**Задание 1:** Как перевести на английский язык предложение «Широкие московские связи, на которые упирал Ходырев в предвыборной борьбе, мало чем помогали области.» из фрагмента текста о губернаторе Ходыреве?

Примкнуть к одному из них и пригласил меня Роман Скудняков. Я был не против, тем более, что Кириенко, даже будучи премьером страны, никогда не вставал по отношению ко мне в позу высокого чиновника. Ходырев же наоборот становился всё менее доступным человеком, отгородившимся от журналистов женой, назначенной им главой департамента по связям с общественностью и СМИ. Молодая, но уже поднаторевшая в подковёрных играх, она легко управляла и губернатором, постоянно дразня в нём самолюбие. Естественно, что и себя она считала хозяйкой области и прибирала к рукам всё, что хотела прибрать.
Широкие московские связи, на которые упирал Ходырев в предвыборной борьбе, мало чем помогали области. Ни в промышленности, ни на селе проблем не становилось меньше, зато появилась новая телевизионная компания «Кремль», работавшая исключительно на губернатора, под него же легла и газета «Нижегородская правда». Талантливые ребята где-то выискивали успехи правительства региона и подтрунивали над инициативами полпреда превратить Нижний Новгород в подлинную столицу Поволжья. Сергей же, довольно быстро справившись с вольницей Казани и Уфы, мало признававших федеральные законы, положил начало реставрации Ильинской слободы – древнейшего уголка города, искал для области инвестиции едва ли ни по всему миру. Несколько раз летал в Японию договариваться о размещении в регионе производственной площадки корпорации Toyota с прицелом на то, что сюда же придет и Nissan. А Ходырев, чем-то обязанный владельцу Горьковского автозавода Олегу Дерипаске, заявил, что японцы смогут придти в область только через его труп. И давняя мечта Немцова и Кириенко превратить Нижний в русский Детройт упорхнула в Санкт-Петербург.

**Задание 2:** Как будут выглядеть все строки ниже под заголовком «Исходные данные», если заменить в них «Module 5» на «Module 6» и больше ничего не менять? Изображения в ответ не включайте.

**Исходные данные:**

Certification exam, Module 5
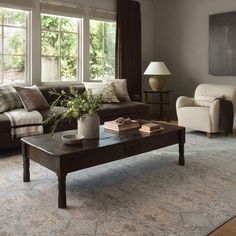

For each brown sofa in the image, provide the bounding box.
[0,84,151,149]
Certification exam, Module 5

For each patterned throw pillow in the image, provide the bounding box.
[84,82,120,103]
[0,84,22,113]
[15,85,50,111]
[103,79,131,102]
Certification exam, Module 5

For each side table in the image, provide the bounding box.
[144,90,171,122]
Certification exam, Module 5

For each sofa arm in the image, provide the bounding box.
[176,96,194,110]
[210,99,220,132]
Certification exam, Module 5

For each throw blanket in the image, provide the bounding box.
[219,98,234,134]
[4,109,43,138]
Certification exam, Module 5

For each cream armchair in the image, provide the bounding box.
[176,84,236,137]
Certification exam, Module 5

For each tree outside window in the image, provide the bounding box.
[41,14,80,82]
[89,20,116,80]
[0,8,29,83]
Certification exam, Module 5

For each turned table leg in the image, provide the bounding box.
[58,173,66,209]
[23,155,30,182]
[179,143,185,166]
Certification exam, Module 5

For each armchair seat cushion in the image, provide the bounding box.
[178,107,211,132]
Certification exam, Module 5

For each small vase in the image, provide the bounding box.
[78,114,100,139]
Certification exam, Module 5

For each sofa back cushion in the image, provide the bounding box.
[103,79,131,102]
[0,84,22,113]
[15,85,50,111]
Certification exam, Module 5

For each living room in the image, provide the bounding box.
[0,0,236,236]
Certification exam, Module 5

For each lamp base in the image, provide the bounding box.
[149,75,166,91]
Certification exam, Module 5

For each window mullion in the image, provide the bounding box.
[59,18,62,81]
[102,22,105,76]
[76,20,81,81]
[1,14,4,83]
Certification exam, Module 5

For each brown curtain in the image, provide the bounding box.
[116,0,142,95]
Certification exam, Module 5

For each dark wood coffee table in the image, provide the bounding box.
[22,124,185,208]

**Ответ 1:** The extensive Moscow connections that Khodyrev had relied on in the election campaign were of little help to the region.

**Ответ 2:**
Certification exam, Module 6

For each brown sofa in the image, provide the bounding box.
[0,84,151,149]
Certification exam, Module 6

For each patterned throw pillow in the image, provide the bounding box.
[84,82,120,103]
[0,84,22,113]
[15,85,50,111]
[103,79,131,102]
Certification exam, Module 6

For each side table in the image, provide the bounding box.
[144,90,171,122]
Certification exam, Module 6

For each sofa arm in the image, provide the bounding box.
[176,96,194,110]
[210,99,220,132]
Certification exam, Module 6

For each throw blanket in the image, provide the bounding box.
[219,98,234,134]
[4,109,43,138]
Certification exam, Module 6

For each cream armchair in the image, provide the bounding box.
[176,84,236,137]
Certification exam, Module 6

For each tree outside window in the image, provide the bounding box.
[41,14,80,82]
[89,20,116,80]
[0,8,29,83]
Certification exam, Module 6

For each turned table leg in the image, provide the bounding box.
[58,173,66,209]
[23,155,30,182]
[179,143,185,166]
Certification exam, Module 6

For each armchair seat cushion in the image, provide the bounding box.
[178,107,211,132]
Certification exam, Module 6

For each small vase in the image, provide the bounding box.
[78,114,100,139]
Certification exam, Module 6

For each sofa back cushion in the image, provide the bounding box.
[103,79,131,102]
[0,84,22,113]
[15,85,50,111]
Certification exam, Module 6

For each living room in the image, provide the bounding box.
[0,0,236,236]
Certification exam, Module 6

For each lamp base in the image, provide the bounding box.
[149,75,166,91]
Certification exam, Module 6

For each window mullion in the image, provide the bounding box.
[59,18,62,81]
[102,22,105,76]
[76,20,81,81]
[1,14,4,83]
Certification exam, Module 6

For each brown curtain in the image, provide the bounding box.
[116,0,142,95]
Certification exam, Module 6

For each dark wood coffee table in the image, provide the bounding box.
[22,124,185,208]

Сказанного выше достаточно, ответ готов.